GIVEN PASSAGE START
Latanya Sweeney

Last updated
Latanya Sweeney
Latanya Sweeney at a Knight News Challenge event in New York City, November 2017.jpg
Sweeney at a panel discussion in New York City, November 2017
Education
Known for k-anonymity
Scientific career
Fields
Institutions Harvard University
Carnegie Mellon University
Thesis Computational Disclosure Control: Theory and Practice  (2001)
Website latanyasweeney.org

Latanya Arvette Sweeney is an American computer scientist. She is the Daniel Paul Professor of the Practice of Government and Technology at the Harvard Kennedy School and in the Harvard Faculty of Arts and Sciences at Harvard University. [1] She is the founder and director of the Public Interest Tech Lab, founded in 2021 with a $3 million grant from the Ford Foundation as well as the Data Privacy Lab. [2] [3] She is the current Faculty Dean in Currier House at Harvard. [4] [5]

Contents

Sweeney is the former Chief Technologist of the Federal Trade Commission and Editor-in-Chief of Technology Science. [6] [7] [8] Her best known academic work is on the theory of k-anonymity, and she is credited with the observation that "87% of the U.S. population is uniquely identified by date of birth, gender, postal code". [9]

Education

Sweeney graduated from Dana Hall Schools in Wellesley, Massachusetts, receiving her high school diploma in 1977. She delivered the valedictory at the graduation ceremony. [10]

She began her undergraduate work in computer science at MIT, but left to found a company. She completed her undergraduate degree in computer science at the Harvard University Extension School. [11] In 2001, Sweeney was awarded a Ph.D. in computer science from the Massachusetts Institute of Technology, the first African American woman to do so. [12] Of this career move she has said, "I would do something that was really quite noteworthy, but there was nowhere to publish about it. You could get paid for it, but there was no way to say, 'You won’t believe what I just did!' The only way to get it was to go back to school." [13]

Career

In 2001, Sweeney founded the Data Privacy Lab at Carnegie Mellon University. She was a member of the Program Committee for Modeling Decisions for Artificial Intelligence in 2005. In 2004, she founded the Journal of Privacy Technology, later becoming the editor-in-chief in 2006. [14] She is currently one of the faculty deans of Harvard's Currier House. [15]

Health Insurance Portability and Accountability Act (HIPAA)
GIVEN PASSAGE END
RAW DATA START
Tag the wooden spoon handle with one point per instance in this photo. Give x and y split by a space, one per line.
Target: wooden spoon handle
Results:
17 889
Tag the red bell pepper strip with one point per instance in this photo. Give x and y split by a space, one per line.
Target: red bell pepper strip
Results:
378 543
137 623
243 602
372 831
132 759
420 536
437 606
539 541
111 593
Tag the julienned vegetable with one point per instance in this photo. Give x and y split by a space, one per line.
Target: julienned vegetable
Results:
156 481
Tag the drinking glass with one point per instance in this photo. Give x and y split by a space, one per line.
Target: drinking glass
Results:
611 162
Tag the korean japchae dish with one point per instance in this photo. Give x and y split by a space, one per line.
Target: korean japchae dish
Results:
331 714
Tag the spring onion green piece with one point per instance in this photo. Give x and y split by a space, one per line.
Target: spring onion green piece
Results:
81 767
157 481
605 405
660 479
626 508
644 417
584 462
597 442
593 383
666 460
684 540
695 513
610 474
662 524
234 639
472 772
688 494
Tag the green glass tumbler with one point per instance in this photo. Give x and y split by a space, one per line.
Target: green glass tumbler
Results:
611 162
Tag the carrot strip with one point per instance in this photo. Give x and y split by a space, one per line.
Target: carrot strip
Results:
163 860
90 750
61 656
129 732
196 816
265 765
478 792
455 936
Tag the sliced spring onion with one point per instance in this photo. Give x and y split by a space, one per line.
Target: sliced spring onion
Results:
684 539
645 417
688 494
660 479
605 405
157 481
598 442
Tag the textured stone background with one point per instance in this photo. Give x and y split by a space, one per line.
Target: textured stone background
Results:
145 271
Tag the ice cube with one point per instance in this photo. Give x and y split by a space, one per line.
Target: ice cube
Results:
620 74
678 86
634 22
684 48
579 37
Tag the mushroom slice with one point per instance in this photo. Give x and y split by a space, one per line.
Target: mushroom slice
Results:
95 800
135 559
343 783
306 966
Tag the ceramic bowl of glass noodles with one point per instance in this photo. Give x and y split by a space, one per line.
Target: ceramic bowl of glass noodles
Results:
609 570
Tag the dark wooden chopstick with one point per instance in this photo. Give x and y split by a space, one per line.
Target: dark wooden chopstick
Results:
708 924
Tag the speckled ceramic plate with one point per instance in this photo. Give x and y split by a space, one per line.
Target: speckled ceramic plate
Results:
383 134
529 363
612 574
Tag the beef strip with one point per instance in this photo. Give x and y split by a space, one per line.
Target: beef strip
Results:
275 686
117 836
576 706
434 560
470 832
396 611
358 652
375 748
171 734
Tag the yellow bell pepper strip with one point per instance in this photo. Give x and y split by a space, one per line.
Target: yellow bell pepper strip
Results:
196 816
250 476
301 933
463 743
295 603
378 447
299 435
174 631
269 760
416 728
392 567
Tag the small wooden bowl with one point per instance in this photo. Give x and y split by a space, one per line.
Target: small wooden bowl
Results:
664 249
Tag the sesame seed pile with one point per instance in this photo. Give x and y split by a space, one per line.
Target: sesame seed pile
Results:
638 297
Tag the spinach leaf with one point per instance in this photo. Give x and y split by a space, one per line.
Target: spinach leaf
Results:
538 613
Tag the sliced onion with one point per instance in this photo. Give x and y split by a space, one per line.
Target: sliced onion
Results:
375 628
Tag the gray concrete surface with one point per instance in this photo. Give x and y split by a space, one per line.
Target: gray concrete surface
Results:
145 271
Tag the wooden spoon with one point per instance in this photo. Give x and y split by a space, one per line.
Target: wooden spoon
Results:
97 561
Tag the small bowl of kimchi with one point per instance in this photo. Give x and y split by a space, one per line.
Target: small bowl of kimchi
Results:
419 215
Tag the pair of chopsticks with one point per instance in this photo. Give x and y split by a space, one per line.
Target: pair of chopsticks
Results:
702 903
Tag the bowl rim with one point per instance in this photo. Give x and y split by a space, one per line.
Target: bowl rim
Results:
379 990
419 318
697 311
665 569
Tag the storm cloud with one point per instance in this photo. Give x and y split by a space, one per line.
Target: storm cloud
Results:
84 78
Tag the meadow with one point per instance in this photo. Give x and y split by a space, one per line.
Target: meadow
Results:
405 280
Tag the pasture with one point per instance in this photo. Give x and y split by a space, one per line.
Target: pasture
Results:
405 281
RAW DATA END
- _ASSIGNED TASK_: Copy out the full page on Latanya Sweeney from above, keeping every line unchanged from its first line to its last.

- _ANSWER TO THE EXERCISE_:
Latanya Sweeney

Last updated
Latanya Sweeney
Latanya Sweeney at a Knight News Challenge event in New York City, November 2017.jpg
Sweeney at a panel discussion in New York City, November 2017
Education
Known for k-anonymity
Scientific career
Fields
Institutions Harvard University
Carnegie Mellon University
Thesis Computational Disclosure Control: Theory and Practice  (2001)
Website latanyasweeney.org

Latanya Arvette Sweeney is an American computer scientist. She is the Daniel Paul Professor of the Practice of Government and Technology at the Harvard Kennedy School and in the Harvard Faculty of Arts and Sciences at Harvard University. [1] She is the founder and director of the Public Interest Tech Lab, founded in 2021 with a $3 million grant from the Ford Foundation as well as the Data Privacy Lab. [2] [3] She is the current Faculty Dean in Currier House at Harvard. [4] [5]

Contents

Sweeney is the former Chief Technologist of the Federal Trade Commission and Editor-in-Chief of Technology Science. [6] [7] [8] Her best known academic work is on the theory of k-anonymity, and she is credited with the observation that "87% of the U.S. population is uniquely identified by date of birth, gender, postal code". [9]

Education

Sweeney graduated from Dana Hall Schools in Wellesley, Massachusetts, receiving her high school diploma in 1977. She delivered the valedictory at the graduation ceremony. [10]

She began her undergraduate work in computer science at MIT, but left to found a company. She completed her undergraduate degree in computer science at the Harvard University Extension School. [11] In 2001, Sweeney was awarded a Ph.D. in computer science from the Massachusetts Institute of Technology, the first African American woman to do so. [12] Of this career move she has said, "I would do something that was really quite noteworthy, but there was nowhere to publish about it. You could get paid for it, but there was no way to say, 'You won’t believe what I just did!' The only way to get it was to go back to school." [13]

Career

In 2001, Sweeney founded the Data Privacy Lab at Carnegie Mellon University. She was a member of the Program Committee for Modeling Decisions for Artificial Intelligence in 2005. In 2004, she founded the Journal of Privacy Technology, later becoming the editor-in-chief in 2006. [14] She is currently one of the faculty deans of Harvard's Currier House. [15]

Health Insurance Portability and Accountability Act (HIPAA)